• _WORK TO BE COMPLETED_
Restate word for word the lines from the one containing "rug in the photo above." through the end of the listing below, with both ends included.

— start RECORDS SUPPLIED —

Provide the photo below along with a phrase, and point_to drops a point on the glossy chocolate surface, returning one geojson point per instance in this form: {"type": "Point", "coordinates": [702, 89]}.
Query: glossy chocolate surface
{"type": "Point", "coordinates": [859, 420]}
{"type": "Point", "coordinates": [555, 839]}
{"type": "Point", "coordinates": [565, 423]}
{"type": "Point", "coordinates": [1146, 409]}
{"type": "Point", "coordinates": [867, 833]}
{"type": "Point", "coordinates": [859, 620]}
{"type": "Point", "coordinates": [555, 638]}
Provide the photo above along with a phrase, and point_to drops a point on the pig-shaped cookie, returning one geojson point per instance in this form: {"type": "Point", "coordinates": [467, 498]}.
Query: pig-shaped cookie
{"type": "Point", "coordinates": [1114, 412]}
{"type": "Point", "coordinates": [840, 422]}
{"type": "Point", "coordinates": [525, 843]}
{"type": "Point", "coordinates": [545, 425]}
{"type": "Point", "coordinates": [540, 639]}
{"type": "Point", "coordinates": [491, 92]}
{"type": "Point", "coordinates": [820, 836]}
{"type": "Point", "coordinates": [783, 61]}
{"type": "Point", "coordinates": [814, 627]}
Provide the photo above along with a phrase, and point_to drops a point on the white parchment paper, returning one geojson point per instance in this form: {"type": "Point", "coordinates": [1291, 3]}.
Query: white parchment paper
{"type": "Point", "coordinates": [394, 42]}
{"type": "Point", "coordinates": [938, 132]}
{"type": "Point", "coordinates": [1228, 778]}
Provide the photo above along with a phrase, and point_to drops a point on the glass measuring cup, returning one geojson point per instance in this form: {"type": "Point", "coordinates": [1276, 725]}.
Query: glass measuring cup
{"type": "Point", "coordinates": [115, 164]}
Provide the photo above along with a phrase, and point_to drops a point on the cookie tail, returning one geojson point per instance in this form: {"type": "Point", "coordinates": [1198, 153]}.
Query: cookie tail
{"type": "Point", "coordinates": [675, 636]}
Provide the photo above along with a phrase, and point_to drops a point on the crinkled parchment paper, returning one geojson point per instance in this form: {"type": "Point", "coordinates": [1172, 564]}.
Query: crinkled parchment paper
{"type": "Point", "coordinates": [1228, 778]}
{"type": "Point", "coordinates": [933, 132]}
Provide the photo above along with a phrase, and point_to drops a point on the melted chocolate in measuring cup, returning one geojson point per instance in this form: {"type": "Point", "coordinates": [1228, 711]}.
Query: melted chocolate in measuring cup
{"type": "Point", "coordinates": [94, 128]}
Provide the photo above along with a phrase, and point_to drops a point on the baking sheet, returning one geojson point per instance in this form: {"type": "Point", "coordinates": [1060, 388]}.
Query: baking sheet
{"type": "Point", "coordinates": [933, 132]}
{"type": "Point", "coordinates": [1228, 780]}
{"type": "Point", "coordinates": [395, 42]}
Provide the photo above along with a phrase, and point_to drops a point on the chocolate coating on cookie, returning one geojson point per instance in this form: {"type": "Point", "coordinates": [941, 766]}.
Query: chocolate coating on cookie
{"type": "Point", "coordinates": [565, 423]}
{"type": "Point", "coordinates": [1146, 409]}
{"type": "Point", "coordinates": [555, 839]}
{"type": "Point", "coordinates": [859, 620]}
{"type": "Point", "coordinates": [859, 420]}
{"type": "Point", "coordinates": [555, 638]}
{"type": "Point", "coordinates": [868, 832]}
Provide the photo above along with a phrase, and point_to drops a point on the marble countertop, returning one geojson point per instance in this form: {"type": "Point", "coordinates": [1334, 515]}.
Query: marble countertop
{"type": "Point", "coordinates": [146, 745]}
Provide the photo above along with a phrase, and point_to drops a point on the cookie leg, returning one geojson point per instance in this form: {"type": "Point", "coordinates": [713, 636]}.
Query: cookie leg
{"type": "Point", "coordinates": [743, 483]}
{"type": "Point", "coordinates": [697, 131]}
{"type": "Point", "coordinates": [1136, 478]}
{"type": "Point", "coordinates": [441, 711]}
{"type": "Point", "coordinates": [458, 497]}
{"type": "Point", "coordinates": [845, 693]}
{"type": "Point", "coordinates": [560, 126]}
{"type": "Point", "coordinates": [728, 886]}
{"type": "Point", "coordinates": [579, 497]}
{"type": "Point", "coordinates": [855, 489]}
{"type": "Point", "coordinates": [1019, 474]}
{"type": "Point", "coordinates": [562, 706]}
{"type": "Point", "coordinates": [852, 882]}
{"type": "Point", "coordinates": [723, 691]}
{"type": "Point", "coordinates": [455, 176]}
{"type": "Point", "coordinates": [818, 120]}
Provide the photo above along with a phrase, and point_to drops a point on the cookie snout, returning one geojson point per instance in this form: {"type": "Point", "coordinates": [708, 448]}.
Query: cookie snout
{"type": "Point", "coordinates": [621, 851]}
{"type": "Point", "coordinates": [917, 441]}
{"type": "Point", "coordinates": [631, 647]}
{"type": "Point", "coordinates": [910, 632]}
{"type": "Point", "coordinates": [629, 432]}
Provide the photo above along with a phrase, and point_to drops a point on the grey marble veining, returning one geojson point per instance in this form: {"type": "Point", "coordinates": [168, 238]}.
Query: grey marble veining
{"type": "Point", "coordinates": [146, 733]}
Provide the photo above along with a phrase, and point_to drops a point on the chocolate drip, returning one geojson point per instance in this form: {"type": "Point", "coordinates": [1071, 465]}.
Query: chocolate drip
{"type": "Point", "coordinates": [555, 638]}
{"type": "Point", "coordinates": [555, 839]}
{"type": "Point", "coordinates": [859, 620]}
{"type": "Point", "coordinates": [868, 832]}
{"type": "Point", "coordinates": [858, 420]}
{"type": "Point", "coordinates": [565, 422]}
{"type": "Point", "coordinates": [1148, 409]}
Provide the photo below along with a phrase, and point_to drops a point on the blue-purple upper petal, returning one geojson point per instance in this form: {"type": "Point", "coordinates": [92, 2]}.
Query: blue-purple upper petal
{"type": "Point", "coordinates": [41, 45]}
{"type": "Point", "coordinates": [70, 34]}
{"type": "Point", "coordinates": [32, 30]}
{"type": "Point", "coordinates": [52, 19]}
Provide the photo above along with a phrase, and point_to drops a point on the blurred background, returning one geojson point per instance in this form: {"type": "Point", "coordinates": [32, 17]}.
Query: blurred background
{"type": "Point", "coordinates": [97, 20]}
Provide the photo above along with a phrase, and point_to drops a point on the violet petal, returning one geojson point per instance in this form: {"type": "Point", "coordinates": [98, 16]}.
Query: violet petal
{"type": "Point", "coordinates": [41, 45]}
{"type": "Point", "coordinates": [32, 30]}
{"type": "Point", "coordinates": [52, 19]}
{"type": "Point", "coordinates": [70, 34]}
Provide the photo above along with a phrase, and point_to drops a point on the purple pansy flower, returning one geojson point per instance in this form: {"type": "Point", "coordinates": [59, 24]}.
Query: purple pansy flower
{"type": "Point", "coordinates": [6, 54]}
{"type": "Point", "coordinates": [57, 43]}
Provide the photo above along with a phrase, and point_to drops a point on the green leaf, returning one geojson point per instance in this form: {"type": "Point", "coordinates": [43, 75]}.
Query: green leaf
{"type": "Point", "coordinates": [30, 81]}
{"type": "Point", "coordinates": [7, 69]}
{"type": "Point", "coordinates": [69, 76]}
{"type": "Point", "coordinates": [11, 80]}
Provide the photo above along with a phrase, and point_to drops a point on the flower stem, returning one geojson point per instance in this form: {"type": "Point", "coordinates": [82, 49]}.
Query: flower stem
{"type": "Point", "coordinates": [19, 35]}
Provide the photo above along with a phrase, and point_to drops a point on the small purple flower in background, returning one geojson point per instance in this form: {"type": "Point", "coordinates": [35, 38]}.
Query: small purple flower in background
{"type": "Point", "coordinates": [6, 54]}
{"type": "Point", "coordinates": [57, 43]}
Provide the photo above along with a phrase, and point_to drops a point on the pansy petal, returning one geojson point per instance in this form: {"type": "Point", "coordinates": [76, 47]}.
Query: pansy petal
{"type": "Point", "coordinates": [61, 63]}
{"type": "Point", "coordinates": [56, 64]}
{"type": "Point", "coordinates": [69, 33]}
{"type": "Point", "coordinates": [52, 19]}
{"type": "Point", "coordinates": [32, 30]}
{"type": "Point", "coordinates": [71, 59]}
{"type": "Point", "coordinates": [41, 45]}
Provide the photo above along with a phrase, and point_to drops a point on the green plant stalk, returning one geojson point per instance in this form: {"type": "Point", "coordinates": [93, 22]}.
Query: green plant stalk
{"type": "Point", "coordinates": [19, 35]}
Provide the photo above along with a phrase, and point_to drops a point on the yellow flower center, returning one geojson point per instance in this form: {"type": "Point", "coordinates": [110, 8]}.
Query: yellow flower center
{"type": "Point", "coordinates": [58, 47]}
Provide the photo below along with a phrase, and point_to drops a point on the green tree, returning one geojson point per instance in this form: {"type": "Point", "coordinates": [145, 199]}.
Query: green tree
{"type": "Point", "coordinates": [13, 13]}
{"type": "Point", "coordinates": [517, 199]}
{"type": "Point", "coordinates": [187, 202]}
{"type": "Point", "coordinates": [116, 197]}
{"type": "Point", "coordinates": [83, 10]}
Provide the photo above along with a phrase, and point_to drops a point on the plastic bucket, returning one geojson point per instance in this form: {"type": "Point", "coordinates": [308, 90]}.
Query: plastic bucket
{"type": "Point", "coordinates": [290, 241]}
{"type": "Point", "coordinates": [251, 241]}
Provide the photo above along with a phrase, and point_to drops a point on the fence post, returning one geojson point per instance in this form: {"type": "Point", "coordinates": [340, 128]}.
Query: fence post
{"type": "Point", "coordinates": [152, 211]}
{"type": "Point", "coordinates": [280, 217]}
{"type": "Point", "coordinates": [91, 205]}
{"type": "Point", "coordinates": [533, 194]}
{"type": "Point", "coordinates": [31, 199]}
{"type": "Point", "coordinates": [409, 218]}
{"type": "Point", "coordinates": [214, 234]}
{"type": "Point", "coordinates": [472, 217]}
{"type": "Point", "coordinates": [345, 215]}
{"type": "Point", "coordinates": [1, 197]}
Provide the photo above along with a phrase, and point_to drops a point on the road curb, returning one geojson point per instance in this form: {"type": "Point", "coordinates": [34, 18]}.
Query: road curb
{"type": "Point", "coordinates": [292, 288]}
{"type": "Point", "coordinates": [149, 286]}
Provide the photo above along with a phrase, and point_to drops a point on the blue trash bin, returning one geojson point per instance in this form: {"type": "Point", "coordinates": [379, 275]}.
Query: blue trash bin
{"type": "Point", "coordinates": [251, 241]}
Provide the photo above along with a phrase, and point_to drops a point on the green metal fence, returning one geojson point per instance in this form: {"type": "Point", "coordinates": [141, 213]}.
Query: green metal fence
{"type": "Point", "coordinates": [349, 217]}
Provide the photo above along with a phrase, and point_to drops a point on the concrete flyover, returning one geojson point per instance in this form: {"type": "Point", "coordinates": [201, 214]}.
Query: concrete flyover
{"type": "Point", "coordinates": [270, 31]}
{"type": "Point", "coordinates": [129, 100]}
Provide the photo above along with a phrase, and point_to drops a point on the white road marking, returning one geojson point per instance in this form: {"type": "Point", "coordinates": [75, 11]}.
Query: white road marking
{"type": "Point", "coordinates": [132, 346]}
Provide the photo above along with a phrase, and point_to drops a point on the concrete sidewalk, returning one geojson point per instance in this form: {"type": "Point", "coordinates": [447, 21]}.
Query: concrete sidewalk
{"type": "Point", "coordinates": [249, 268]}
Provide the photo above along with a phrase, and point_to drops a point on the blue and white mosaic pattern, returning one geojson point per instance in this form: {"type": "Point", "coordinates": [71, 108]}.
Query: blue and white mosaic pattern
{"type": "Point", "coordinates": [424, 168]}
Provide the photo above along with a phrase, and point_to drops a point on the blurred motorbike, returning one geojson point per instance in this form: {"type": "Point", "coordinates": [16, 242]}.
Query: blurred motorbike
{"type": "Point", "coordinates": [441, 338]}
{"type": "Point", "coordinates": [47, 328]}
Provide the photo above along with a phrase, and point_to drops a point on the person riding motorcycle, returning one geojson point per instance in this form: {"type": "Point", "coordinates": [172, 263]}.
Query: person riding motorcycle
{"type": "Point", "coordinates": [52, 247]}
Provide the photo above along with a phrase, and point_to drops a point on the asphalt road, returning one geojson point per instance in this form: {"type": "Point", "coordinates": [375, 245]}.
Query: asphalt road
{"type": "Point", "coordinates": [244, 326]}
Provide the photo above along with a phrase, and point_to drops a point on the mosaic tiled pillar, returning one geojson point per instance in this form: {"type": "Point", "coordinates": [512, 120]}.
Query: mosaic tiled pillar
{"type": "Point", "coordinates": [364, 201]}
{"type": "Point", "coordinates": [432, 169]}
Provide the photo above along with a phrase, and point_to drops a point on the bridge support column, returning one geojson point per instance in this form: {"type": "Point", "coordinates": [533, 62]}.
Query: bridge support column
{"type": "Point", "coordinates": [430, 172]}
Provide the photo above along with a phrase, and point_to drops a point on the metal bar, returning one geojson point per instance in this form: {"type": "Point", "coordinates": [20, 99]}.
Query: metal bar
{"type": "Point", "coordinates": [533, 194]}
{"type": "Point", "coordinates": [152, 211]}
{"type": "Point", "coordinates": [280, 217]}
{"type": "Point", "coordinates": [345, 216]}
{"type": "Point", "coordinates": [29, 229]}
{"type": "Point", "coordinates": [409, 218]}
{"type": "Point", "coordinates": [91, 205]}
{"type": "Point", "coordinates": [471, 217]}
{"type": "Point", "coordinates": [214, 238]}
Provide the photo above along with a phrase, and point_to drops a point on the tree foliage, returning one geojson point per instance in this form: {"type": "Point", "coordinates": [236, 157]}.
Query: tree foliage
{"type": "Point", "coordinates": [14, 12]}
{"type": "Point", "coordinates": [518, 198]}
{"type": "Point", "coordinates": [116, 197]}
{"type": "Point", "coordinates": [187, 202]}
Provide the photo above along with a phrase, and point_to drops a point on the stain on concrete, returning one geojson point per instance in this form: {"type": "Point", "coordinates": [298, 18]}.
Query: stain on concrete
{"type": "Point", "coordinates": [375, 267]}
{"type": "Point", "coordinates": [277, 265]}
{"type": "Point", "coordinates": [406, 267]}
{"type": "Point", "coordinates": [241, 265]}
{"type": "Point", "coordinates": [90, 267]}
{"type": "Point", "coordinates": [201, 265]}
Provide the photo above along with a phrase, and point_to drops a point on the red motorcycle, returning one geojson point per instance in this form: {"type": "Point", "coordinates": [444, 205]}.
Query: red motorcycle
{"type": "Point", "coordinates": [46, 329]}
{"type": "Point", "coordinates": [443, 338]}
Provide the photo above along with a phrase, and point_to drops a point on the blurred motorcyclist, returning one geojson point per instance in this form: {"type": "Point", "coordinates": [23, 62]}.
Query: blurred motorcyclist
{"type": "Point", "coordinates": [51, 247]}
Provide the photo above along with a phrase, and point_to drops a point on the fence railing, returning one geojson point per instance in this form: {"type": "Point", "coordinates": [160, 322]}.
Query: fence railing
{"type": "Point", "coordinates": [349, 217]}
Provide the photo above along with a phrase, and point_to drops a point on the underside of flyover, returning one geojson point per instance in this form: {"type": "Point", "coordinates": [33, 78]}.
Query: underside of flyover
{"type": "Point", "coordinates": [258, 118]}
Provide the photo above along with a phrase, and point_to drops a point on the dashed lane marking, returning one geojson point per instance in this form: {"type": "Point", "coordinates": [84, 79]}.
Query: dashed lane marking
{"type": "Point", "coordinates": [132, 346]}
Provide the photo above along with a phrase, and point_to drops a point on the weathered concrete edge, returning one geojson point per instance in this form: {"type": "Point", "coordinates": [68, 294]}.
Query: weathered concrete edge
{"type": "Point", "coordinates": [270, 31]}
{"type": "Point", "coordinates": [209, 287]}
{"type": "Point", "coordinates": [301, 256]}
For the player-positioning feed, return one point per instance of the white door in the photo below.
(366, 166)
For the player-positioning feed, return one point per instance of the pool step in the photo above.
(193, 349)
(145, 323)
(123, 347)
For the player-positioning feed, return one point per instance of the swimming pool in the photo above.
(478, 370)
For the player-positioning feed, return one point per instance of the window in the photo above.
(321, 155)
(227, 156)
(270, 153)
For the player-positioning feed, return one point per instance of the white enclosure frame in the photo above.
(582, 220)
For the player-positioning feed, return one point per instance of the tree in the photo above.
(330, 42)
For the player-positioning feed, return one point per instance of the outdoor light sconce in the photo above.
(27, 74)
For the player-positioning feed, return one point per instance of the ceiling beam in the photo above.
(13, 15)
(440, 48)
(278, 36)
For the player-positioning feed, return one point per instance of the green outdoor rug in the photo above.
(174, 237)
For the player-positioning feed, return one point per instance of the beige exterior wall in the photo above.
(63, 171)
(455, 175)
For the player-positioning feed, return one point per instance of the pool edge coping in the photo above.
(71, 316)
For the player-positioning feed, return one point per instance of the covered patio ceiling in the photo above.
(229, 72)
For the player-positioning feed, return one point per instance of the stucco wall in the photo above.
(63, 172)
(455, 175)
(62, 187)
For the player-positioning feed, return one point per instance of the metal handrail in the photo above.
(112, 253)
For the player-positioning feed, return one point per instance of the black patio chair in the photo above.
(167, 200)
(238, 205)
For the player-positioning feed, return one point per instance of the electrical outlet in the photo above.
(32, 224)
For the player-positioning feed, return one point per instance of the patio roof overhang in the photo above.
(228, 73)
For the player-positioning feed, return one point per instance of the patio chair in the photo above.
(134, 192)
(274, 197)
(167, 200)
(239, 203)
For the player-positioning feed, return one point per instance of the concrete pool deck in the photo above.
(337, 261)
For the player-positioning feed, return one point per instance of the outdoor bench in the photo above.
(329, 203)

— end RECORDS SUPPLIED —

• _RESPONSE TO THE EXERCISE_
For the player-positioning feed, return one point per instance of the green outdoor rug in the photo above.
(174, 237)
For the player-positioning feed, return one point per instance of the beige exterior wall in the photo above.
(63, 171)
(455, 175)
For the player-positioning feed, return one point per instance of the pool edge coping in the photo above.
(71, 316)
For the player-positioning feed, return one point per instance of the covered patio ceiling in the photo above.
(229, 72)
For the player-positioning feed, return one point per instance of the stucco wall in the photo above.
(63, 172)
(455, 175)
(62, 187)
For the player-positioning feed, return one point per instance of the metal handrail in the photo above.
(112, 253)
For the player-positioning feed, return one point per instance of the black patio chair in the photo above.
(167, 200)
(238, 205)
For the player-positioning feed, return one point per instance of the electrical outlet in the photo above.
(32, 224)
For the player-positioning feed, return one point per instance of the patio roof overhang in the photo above.
(228, 73)
For the player-positioning feed, return one point per instance of the patio chair in the photo above.
(134, 192)
(274, 197)
(167, 200)
(239, 203)
For the player-positioning feed, return one point per instance of the concrete pool deck in the photo above.
(337, 261)
For the player-positioning feed, return one point per instance of the outdoor bench in the photo above.
(329, 203)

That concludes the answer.